American Renal Associates and three of its former finance executives have been charged with engaging in a multimillion-dollar revenue recognition fraud to boost its financial performance.
The U.S. Securities and Exchange Commission filed a civil complaint on Monday against ARA, a provider of dialysis services; former CFO Jonathan Wilcox; his successor, Jason Boucher; and Karen Smith, a former controller.
According to the complaint, the three executives improperly recognized “topside” adjustments in revenue from 2017 through at least November 2018 in order to hit targets for two key financial metrics — days sales outstanding (DSO), which measures how quickly ARA was collecting payment for its treatments, and revenue per treatment (RPT).
In September 2019, ARA restated its financials, showing it had overstated its net income by more than 30% for 2017 and more than 200% for the first three quarters of 2018.
ARA agreed to pay $2 million to settle the charges. The SEC is seeking civil penalties against Wilcox, Boucher, and Smith.

## Exercises
• a. In the report on the SEC charges, by how much did ARA's restated financials show it had overstated its net income for 2017?
• b. In the report on the SEC charges, switch "finance" to "accounting" in the passage starting at "American Renal Associates" and ending at "its financial performance.", and write out the result.
• c. Proceed with the report on the SEC charges against American Renal Associates from the point where it stops.

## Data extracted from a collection
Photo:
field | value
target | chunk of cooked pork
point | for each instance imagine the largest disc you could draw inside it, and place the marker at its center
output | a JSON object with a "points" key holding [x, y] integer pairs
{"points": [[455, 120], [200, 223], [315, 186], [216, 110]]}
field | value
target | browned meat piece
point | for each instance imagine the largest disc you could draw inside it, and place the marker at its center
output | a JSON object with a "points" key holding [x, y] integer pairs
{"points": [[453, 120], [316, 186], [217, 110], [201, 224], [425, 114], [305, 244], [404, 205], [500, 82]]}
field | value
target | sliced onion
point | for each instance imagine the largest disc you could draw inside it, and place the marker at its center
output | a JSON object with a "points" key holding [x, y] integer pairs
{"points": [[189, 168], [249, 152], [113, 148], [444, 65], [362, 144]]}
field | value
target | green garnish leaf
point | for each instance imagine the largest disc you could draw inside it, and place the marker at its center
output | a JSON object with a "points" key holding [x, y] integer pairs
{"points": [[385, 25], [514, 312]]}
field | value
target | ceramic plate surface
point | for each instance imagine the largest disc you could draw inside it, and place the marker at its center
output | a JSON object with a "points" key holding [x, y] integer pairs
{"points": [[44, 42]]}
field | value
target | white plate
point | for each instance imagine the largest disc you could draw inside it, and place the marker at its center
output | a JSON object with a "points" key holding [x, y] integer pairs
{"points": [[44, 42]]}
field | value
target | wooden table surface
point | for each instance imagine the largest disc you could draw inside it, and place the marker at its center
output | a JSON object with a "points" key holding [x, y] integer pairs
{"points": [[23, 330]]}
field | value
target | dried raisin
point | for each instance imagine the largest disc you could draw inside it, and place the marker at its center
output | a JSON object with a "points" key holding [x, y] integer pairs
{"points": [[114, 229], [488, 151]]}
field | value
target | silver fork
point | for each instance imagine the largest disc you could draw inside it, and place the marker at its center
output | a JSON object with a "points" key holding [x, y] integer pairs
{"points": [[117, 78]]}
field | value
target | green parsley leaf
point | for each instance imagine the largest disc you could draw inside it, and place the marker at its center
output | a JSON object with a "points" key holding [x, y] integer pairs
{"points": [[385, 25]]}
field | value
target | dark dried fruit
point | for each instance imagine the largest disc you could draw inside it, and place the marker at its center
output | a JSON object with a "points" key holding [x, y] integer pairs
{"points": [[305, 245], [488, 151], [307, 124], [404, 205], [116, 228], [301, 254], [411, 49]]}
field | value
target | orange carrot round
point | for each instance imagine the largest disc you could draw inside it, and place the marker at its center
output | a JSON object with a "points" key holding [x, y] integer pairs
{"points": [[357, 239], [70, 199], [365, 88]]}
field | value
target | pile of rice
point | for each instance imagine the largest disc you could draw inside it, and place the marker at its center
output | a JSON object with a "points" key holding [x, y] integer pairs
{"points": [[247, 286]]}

## Task responses
• a. By more than 30%.

• b.
American Renal Associates and three of its former accounting executives have been charged with engaging in a multimillion-dollar revenue recognition fraud to boost its financial performance.

• c.
“ARA and its senior executives allegedly engaged in an extensive revenue manipulation scheme for nearly two years,” Jennifer Leete, associate director of the SEC’s Division of Enforcement, said in a news release.
While Wilcox served as CFO from 2011 through September 2018, Boucher was his chief accounting officer and Smith was his controller. After he stepped down, Boucher, who was promoted to CFO, and Smith, who became vice president of finance, allegedly continued with the “topside” revenue scheme.
According to the SEC, the scheme involved the accounting for reimbursement payments from some commercial insurers when the actual payment did not match the initial estimate.
Accounting standards called for ARA to make a revenue adjustment to true up the initial estimate to the amount actually collected. Those adjustments should have been based on patient-level data but Wilcox allegedly used “a top-down approach to book the revenue he wanted ARA to have,” recognizing millions of dollars in topside adjustments to meet predetermined DSO and RPT targets.
The three executives “each personally benefitted from the scheme by, among other things, receiving bonuses that were inflated by ARA’s misstated metrics, the SEC said.